▸ Excerpted records
[Start of section]
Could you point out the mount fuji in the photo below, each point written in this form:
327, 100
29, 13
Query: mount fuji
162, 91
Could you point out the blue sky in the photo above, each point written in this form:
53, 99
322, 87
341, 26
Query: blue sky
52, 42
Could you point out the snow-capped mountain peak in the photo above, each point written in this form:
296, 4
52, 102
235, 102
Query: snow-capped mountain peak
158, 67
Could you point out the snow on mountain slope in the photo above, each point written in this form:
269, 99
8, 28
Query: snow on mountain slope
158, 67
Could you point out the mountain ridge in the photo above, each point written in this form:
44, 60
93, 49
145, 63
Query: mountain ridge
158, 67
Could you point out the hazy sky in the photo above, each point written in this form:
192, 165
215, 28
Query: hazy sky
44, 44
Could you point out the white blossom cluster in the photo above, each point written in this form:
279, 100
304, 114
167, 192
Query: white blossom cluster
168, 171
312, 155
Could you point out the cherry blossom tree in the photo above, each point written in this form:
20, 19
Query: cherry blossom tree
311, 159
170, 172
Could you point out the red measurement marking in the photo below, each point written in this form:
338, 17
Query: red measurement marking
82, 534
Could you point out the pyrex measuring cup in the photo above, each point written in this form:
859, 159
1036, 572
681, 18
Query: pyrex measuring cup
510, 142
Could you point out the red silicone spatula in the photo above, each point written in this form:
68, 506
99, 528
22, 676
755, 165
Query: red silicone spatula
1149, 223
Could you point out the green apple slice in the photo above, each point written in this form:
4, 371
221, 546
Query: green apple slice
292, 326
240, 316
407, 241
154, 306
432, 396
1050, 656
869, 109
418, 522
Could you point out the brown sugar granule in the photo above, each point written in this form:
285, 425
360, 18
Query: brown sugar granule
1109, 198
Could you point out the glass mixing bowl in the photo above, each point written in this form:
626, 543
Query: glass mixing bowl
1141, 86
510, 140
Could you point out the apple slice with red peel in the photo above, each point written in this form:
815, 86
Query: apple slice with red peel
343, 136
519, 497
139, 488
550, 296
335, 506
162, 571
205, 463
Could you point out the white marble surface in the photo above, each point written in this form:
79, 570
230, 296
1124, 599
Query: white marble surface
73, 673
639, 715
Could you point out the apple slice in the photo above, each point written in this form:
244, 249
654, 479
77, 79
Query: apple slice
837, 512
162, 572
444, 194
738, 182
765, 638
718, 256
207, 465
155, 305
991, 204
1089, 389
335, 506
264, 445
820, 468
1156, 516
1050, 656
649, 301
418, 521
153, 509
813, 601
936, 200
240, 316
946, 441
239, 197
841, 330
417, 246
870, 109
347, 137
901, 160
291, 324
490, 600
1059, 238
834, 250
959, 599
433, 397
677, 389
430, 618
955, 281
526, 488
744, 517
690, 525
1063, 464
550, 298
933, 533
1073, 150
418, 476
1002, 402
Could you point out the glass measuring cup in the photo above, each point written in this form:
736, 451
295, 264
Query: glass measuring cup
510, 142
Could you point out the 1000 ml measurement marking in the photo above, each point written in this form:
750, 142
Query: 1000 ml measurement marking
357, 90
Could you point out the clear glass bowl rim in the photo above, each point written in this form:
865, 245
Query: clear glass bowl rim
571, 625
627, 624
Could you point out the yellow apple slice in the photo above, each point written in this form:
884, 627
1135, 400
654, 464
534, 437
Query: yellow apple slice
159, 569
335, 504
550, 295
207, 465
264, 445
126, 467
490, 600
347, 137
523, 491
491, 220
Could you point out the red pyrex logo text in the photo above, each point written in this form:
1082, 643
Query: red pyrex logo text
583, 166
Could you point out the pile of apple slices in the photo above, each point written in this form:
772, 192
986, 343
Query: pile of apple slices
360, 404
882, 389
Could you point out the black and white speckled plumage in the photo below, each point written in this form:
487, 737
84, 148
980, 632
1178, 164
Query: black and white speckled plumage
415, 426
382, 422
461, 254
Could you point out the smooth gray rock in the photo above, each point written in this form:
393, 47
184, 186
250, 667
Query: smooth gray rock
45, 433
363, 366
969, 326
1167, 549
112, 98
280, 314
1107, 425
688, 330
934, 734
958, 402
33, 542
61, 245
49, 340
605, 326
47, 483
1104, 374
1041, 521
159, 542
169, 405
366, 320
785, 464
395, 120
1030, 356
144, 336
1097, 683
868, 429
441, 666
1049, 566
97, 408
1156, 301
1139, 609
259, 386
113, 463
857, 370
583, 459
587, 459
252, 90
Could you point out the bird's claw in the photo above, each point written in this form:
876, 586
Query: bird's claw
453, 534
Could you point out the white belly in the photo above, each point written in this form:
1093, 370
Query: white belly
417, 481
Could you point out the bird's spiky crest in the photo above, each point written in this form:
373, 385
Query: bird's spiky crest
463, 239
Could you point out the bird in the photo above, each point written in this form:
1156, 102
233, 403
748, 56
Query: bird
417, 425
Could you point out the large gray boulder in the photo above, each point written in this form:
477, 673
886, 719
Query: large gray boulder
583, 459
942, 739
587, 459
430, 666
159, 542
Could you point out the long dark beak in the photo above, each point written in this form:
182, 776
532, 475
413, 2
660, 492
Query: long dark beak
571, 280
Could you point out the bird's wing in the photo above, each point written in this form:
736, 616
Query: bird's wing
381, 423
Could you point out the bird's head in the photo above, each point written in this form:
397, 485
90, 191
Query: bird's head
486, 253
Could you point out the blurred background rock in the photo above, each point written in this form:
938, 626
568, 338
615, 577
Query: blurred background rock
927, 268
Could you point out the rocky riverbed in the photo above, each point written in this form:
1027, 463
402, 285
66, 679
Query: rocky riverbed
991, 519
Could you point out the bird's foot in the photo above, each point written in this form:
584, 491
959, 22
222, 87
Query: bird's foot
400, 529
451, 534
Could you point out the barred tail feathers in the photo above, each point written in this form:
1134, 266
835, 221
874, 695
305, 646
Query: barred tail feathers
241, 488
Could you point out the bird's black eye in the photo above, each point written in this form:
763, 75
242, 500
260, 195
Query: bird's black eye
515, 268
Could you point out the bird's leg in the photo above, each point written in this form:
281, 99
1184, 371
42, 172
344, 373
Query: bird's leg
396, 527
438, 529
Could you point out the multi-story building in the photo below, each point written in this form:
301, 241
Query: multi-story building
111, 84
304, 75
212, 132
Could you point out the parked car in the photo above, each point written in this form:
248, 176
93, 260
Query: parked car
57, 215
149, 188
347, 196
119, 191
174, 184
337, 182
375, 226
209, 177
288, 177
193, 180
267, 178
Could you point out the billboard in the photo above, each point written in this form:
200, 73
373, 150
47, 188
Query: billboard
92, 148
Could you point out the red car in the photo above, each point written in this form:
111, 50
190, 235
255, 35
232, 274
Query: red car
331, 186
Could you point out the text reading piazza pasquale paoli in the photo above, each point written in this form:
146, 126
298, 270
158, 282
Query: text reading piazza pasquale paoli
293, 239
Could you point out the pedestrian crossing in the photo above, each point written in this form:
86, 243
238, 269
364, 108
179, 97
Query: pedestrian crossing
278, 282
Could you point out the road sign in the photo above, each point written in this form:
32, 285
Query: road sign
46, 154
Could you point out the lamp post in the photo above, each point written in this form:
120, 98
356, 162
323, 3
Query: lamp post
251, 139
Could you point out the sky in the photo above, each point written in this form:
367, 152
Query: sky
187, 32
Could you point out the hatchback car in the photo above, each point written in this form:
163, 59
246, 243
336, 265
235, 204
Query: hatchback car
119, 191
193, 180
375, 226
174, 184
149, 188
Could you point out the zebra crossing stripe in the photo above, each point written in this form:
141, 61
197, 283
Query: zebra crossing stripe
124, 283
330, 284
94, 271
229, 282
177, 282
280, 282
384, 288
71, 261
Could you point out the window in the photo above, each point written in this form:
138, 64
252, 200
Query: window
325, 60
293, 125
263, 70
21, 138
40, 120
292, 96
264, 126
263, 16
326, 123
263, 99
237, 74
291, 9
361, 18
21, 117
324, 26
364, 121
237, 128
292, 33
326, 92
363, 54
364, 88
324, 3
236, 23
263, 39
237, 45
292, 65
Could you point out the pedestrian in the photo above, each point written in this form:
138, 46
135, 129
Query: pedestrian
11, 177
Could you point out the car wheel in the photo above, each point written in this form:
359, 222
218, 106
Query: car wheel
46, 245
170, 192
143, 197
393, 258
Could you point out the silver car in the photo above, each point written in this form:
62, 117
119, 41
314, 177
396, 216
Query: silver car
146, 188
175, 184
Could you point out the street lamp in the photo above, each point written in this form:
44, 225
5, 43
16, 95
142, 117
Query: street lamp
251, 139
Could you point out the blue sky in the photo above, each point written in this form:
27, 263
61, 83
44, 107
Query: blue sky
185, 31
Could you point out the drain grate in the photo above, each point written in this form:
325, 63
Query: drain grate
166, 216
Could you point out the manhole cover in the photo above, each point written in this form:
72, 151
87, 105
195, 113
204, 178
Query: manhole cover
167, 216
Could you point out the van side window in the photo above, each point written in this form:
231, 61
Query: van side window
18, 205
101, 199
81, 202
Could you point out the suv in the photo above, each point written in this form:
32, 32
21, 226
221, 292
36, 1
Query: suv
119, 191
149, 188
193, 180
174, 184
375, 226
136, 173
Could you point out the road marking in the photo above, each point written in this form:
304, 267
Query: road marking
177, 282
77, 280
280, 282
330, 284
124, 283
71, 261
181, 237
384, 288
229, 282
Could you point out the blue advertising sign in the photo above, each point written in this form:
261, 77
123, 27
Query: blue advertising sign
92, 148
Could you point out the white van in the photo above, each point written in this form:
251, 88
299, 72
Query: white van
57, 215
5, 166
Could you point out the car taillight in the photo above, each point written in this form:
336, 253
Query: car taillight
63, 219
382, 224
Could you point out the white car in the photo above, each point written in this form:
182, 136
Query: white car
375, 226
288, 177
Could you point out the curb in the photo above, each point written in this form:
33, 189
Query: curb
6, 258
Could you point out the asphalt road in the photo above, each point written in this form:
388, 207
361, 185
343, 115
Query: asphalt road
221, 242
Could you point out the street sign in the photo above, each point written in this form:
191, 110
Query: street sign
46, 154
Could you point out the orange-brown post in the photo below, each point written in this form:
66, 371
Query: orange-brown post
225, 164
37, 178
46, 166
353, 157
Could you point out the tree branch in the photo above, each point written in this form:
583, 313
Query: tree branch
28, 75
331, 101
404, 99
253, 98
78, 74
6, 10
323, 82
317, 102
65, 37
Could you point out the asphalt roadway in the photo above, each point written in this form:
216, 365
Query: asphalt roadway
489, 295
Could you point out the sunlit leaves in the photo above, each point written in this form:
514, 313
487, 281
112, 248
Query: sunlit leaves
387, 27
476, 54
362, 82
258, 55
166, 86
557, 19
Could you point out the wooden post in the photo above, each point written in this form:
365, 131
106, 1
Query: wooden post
[End of section]
▸ About this task
The word "below" appears in how many lines of the data? Answer with only the number.

▸ Written solution
5